=== TEKS SUMBER ===

****

Minggu, 13 Maret 2016

Tugas Sejarah Menganalisis Sekitar Proklamasi oleh kelompok 4

Menganalisis Sambutan Rakyat Indonesia Setelah Mendengar Proklamasi Kemerdekaan 17 Agustus 1945





Kemerdekaan yang diproklamasikan tanggal 17 Agustus 1945 ternyata mendapat sambutan yang luar biasa di berbagai daerah, baik di Jawa maupun luar Jawa. Berikut ini dukungan terhadap pembentukan Negara Republik Indonesia.
a.    Di Sulawesi Selatan, Raja Bone (Arumpone) La Mappanjuki, yang masih tetap ingat akan pertempuran-pertempuran melawan Belanda pada awal abad XX, menyatakan dukungannya terhadap Negara Kesatuan dan Pemerintahan Republik Indonesia. Mayoritas raja-raja suku Makasar dan Bugis mengikuti jejak Raja Bone mengakui kekuasaan Dr. Sam Ratulangie yang ditunjuk pemerintah sebagai Gubernur Republik di Sulawesi.
b.    Raja-raja Bali juga mengakui kekuasaan Republik.
c.    Empat raja di Jawa Tengah (Mangkunegaran, Kasunanan Surakarta, Kasultanan, dan Paku Alaman Yogyakarta) menyatakan dukungan mereka kepada Republik Indonesia pada awal September 1945.
Dukungan yang sangat penting ditunjukkan oleh Sri Sultan Hamengku Buwono IX dari Kasultanan Yogyakarta yang nampak dalam pernyataannya tanggal 5 September 1945. Dalam pernyataan tersebut Sri Sultan Hamengku Buwono IX menegaskan bahwa Negeri Ngayogyokarto Hadiningrat yang bersifat kerajaan sebagai Daerah Istimewa dalam Negara Republik Indonesia. Pernyataan tersebut merupakan suatu keputusan yang cukup berani dan bijak di dalam negara kerajaan yang berdaulat.

****

=== DATA YANG DIBERIKAN ===
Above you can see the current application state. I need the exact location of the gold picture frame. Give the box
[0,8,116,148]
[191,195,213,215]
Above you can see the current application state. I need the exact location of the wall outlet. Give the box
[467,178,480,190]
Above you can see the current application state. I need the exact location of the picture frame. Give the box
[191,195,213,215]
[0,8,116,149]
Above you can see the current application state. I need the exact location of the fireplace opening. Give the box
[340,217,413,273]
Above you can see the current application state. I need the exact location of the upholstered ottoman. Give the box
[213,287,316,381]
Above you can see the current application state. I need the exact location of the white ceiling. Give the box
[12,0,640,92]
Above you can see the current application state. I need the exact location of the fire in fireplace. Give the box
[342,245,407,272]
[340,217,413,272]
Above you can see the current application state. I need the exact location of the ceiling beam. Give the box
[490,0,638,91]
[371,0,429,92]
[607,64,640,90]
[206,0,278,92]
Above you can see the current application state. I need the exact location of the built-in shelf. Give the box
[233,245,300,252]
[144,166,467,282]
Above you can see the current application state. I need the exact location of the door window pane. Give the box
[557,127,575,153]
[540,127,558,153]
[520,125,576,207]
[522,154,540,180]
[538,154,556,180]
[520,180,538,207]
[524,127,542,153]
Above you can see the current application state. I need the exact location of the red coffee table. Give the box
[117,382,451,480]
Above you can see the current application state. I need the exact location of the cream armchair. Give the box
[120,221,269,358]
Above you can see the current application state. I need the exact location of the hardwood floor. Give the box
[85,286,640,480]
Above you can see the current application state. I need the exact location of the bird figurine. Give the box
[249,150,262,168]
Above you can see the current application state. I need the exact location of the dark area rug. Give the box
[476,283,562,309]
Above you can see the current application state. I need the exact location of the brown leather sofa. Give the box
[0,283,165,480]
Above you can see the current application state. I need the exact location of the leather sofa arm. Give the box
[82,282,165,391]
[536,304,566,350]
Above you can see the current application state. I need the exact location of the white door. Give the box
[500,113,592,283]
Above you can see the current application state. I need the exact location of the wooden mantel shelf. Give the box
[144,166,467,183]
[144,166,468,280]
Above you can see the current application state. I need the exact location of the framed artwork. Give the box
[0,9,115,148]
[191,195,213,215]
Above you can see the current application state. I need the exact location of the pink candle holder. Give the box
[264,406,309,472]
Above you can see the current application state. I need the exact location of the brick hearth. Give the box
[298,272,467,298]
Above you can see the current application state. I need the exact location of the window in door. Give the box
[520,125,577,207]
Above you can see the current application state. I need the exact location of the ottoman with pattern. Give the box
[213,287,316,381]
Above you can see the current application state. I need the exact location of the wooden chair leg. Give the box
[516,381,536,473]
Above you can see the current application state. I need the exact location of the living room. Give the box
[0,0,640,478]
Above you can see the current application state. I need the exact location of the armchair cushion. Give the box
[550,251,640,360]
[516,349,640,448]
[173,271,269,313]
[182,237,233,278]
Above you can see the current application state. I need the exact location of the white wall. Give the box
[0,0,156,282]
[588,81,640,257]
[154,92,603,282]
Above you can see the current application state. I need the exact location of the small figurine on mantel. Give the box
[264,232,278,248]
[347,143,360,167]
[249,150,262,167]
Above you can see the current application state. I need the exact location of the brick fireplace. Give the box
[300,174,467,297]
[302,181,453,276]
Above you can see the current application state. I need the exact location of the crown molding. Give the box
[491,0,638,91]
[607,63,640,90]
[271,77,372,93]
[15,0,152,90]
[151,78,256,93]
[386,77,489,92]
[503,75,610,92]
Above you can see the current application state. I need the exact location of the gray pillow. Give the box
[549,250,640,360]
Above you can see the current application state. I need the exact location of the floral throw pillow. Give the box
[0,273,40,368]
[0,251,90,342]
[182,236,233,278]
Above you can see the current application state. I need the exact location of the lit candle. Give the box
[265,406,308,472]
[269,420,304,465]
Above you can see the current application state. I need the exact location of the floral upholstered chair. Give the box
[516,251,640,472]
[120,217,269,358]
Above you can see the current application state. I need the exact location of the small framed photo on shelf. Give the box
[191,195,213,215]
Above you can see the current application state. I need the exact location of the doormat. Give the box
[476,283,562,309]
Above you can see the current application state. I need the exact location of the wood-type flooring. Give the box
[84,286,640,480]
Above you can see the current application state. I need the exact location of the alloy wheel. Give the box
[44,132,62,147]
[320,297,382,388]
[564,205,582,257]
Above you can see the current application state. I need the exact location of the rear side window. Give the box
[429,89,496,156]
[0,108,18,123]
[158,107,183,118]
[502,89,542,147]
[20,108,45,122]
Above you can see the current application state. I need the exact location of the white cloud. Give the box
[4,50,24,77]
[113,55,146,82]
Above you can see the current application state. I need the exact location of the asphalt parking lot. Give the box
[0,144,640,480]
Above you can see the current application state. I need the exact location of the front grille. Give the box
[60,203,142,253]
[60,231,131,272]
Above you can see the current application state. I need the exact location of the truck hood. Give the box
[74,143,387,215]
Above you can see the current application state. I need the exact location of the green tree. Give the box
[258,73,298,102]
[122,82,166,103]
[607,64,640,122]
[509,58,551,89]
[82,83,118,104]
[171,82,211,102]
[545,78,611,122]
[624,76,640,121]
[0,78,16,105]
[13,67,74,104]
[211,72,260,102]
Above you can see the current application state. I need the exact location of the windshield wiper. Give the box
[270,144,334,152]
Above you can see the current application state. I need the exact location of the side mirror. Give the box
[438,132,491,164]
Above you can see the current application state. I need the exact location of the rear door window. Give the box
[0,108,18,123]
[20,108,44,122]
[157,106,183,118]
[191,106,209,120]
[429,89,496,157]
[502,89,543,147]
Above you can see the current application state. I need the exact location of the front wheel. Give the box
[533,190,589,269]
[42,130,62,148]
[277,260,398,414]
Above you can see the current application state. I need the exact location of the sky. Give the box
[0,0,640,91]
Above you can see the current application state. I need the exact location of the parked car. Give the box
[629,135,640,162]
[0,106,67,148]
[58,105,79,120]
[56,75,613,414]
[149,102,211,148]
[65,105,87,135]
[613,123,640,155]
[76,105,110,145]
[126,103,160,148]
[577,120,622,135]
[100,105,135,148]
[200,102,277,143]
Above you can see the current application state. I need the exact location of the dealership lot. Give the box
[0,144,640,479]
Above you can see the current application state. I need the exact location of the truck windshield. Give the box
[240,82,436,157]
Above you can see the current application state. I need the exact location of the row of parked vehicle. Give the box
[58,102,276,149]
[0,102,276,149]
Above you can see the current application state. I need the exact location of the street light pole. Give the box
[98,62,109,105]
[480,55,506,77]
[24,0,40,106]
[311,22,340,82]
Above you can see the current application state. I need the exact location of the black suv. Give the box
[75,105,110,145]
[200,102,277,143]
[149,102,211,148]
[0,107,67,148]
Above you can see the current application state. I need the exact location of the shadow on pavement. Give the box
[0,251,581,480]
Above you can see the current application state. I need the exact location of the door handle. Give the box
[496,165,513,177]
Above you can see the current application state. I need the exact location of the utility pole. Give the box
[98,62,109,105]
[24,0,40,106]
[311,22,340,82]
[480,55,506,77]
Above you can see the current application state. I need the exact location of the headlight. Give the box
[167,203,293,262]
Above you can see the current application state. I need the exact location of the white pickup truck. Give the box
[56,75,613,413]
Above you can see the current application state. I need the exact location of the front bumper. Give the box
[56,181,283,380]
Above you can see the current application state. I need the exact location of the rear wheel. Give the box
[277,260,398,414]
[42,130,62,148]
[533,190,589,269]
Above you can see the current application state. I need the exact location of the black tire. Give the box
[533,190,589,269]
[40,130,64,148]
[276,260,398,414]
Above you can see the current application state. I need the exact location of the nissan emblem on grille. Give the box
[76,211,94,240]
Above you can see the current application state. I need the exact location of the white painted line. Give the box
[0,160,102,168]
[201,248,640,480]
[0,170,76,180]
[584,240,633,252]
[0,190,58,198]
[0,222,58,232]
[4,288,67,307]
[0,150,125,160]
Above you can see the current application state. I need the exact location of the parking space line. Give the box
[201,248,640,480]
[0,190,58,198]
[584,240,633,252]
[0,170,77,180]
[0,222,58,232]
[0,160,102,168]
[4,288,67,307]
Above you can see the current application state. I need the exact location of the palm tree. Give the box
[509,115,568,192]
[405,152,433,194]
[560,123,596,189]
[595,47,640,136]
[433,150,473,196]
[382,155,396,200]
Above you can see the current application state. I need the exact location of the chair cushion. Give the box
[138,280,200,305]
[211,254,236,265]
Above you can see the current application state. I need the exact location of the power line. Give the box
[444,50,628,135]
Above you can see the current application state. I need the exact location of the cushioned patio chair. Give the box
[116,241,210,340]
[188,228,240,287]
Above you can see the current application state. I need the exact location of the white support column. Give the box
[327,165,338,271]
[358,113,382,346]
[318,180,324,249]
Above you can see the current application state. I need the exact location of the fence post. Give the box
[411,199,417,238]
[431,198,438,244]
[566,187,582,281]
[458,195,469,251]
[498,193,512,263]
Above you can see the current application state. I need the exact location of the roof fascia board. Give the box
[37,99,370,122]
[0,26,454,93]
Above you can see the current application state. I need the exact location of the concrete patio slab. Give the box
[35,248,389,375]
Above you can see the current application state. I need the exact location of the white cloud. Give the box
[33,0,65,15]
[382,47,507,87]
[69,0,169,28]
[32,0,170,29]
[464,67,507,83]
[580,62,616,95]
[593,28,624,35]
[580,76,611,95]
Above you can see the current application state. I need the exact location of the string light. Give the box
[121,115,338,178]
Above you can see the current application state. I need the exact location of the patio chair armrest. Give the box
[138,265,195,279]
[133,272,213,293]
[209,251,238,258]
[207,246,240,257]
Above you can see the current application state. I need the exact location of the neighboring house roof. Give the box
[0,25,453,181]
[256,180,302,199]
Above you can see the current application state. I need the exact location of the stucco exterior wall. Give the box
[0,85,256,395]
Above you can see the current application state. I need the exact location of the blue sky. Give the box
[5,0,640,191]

****

=== YANG AKAN DIKERJAKAN ===
**a)** Tolong tulis ulang paragraf teks sumber yang diawali "Dukungan yang sangat penting" secara lebih ringkas, tanpa menghilangkan fakta utamanya.
**b)** Menurut teks sumber, siapa yang ditunjuk pemerintah sebagai Gubernur Republik di Sulawesi?
**c)** Tampilkan bagian teks sumber yang dimulai dengan "Kemerdekaan yang diproklamasikan" dan berlanjut hingga "pembentukan Negara Republik Indonesia.", tanpa perubahan apa pun.
Data tersebut tidak diperlukan.

=== JAWABAN TIAP TUGAS ===
**a)** Sri Sultan Hamengku Buwono IX dari Kasultanan Yogyakarta memberikan dukungan penting lewat pernyataannya tanggal 5 September 1945. Pernyataan itu menegaskan Negeri Ngayogyokarto Hadiningrat yang bersifat kerajaan sebagai Daerah Istimewa dalam Negara Republik Indonesia. Keputusan tersebut tergolong berani dan bijak bagi negara kerajaan yang berdaulat.

**b)** Dr. Sam Ratulangie.

**c)**
Kemerdekaan yang diproklamasikan tanggal 17 Agustus 1945 ternyata mendapat sambutan yang luar biasa di berbagai daerah, baik di Jawa maupun luar Jawa. Berikut ini dukungan terhadap pembentukan Negara Republik Indonesia.